# Start of AVAILABLE DATA

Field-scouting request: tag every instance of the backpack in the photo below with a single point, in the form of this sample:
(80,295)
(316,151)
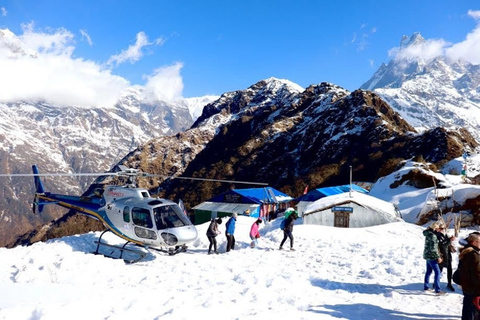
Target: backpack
(456,275)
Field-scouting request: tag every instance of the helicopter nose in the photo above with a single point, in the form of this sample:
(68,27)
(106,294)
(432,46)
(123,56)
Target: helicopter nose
(179,236)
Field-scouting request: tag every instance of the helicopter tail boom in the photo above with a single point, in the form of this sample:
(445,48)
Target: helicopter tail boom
(37,206)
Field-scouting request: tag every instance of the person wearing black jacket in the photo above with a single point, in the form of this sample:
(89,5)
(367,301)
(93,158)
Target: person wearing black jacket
(288,229)
(444,244)
(469,268)
(212,233)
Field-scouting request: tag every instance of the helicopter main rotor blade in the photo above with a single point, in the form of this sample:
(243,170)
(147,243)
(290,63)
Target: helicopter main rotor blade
(219,180)
(56,174)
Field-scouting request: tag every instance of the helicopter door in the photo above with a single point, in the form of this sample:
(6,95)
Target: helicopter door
(169,216)
(142,221)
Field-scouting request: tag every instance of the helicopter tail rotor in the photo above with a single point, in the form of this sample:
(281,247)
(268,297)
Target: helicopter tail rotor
(38,183)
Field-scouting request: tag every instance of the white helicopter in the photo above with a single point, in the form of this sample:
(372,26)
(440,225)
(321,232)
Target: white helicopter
(127,211)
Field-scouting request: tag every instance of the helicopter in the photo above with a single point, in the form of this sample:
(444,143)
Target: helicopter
(128,211)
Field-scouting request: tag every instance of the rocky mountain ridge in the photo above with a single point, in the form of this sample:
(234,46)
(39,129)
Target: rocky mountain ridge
(73,140)
(276,132)
(430,92)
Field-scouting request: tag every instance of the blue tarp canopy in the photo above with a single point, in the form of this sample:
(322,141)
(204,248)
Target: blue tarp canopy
(252,195)
(328,191)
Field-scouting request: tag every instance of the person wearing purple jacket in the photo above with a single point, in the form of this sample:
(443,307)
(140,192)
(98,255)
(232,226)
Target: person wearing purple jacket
(230,230)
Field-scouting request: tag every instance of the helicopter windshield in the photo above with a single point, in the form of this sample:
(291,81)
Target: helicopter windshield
(169,216)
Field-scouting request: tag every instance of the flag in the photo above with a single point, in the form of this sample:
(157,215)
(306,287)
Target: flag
(306,190)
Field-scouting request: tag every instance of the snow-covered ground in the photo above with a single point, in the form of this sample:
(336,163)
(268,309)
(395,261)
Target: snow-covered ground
(335,273)
(365,273)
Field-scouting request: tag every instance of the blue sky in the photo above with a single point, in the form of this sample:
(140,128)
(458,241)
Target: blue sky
(195,48)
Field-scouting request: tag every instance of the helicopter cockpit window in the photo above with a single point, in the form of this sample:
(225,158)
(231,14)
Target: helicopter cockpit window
(169,217)
(141,217)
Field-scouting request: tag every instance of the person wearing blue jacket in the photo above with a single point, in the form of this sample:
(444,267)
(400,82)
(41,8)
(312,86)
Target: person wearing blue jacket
(229,231)
(431,254)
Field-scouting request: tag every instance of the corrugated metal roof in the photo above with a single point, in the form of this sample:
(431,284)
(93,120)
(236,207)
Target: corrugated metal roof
(329,191)
(252,195)
(225,207)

# End of AVAILABLE DATA

DESCRIPTION OF THE TASK
Exclude the images and reproduce the remaining data exactly.

EXPECTED ANSWER
Field-scouting request: tag every instance of the backpack in the photo below with a single point, in the form of this sample:
(80,295)
(316,151)
Target: backpack
(456,275)
Field-scouting request: tag every instance of the helicopter nose in the photo above with a single point, in the form of this sample:
(68,27)
(106,294)
(432,46)
(123,56)
Target: helicopter nose
(179,236)
Field-scouting request: tag every instance of the helicopter tail boom in the photo above with a single point, in the form of this sample:
(445,48)
Target: helicopter tail boom
(37,206)
Field-scouting request: tag every instance of the person wearing black jacket in the photo above with a single point, in the form of this sample:
(89,5)
(367,301)
(93,158)
Target: person wearing black jacket
(288,229)
(444,244)
(469,268)
(212,233)
Field-scouting request: tag every instance of the helicopter main rotor blade in the photo above with a single point, in the form of this sample:
(243,170)
(147,243)
(290,63)
Target: helicopter main rotor blade
(219,180)
(56,174)
Field-scouting request: tag every instance of the helicopter door in the photo above with a single point, in the form of this sample:
(6,95)
Target: helicopter door
(169,216)
(142,221)
Field-scouting request: tag every instance of the helicopter tail rotor in the photo above with a single point, in the form of this sample:
(281,247)
(268,297)
Target: helicopter tail rotor
(38,183)
Field-scouting request: tag every instance of the white helicopter in the photo above with a single point, in the form of this sample:
(372,26)
(440,225)
(321,232)
Target: white helicopter
(127,211)
Field-scouting request: tag every instance of the helicopter in the photo above with a single point, in the form of this sample:
(444,143)
Target: helicopter
(128,211)
Field-scouting request: tag every instance of the rocky mountain ridge in the photo above with a single point, in the form of this sample:
(234,46)
(39,129)
Target: rocky mountain ridge
(73,140)
(276,132)
(430,92)
Field-scouting request: tag every instance of the blue tarp canopy in the photo above with a single point, in the form of this sample:
(322,141)
(204,248)
Target: blue tarp canopy
(252,195)
(328,191)
Field-scouting request: tag every instance of the person wearing purple jacket in the photo above with a single point, in the form of this sample:
(443,307)
(140,192)
(98,255)
(232,226)
Target: person wearing purple jacket
(230,230)
Field-scouting request: tag every instance of the helicopter windshield in the photo above with a single point, in the form of this sample:
(291,81)
Target: helicopter windshield
(169,216)
Field-scouting request: tag every instance of the flag in the photo above with a single point, in the form of this sample:
(157,215)
(306,287)
Target: flag
(306,190)
Field-scouting request: tag every instance of the snow-covered ground in the photo above with a single point, in the form of this sample:
(336,163)
(268,309)
(395,261)
Target: snow-covered ground
(335,273)
(365,273)
Field-scouting request: tag every instance of the blue sky in the photo above with a single point, in the form of this sample:
(140,128)
(458,241)
Target: blue sky
(195,48)
Field-scouting request: tag every instance of the helicopter cockpit window in the photo above with a single point, in the form of this sample:
(225,158)
(231,14)
Target: helicopter cockpit window
(169,217)
(141,217)
Field-scouting request: tag every instance of the person wearing blue jacket in the photo above with a single point, in the form of this sample:
(444,267)
(400,82)
(41,8)
(312,86)
Target: person wearing blue jacket
(229,231)
(431,254)
Field-scouting request: tag every instance of the corrugated metal roof in the photo above with a single point, in the form of this sample:
(431,284)
(93,120)
(236,207)
Target: corrugated metal roof
(329,191)
(252,195)
(225,207)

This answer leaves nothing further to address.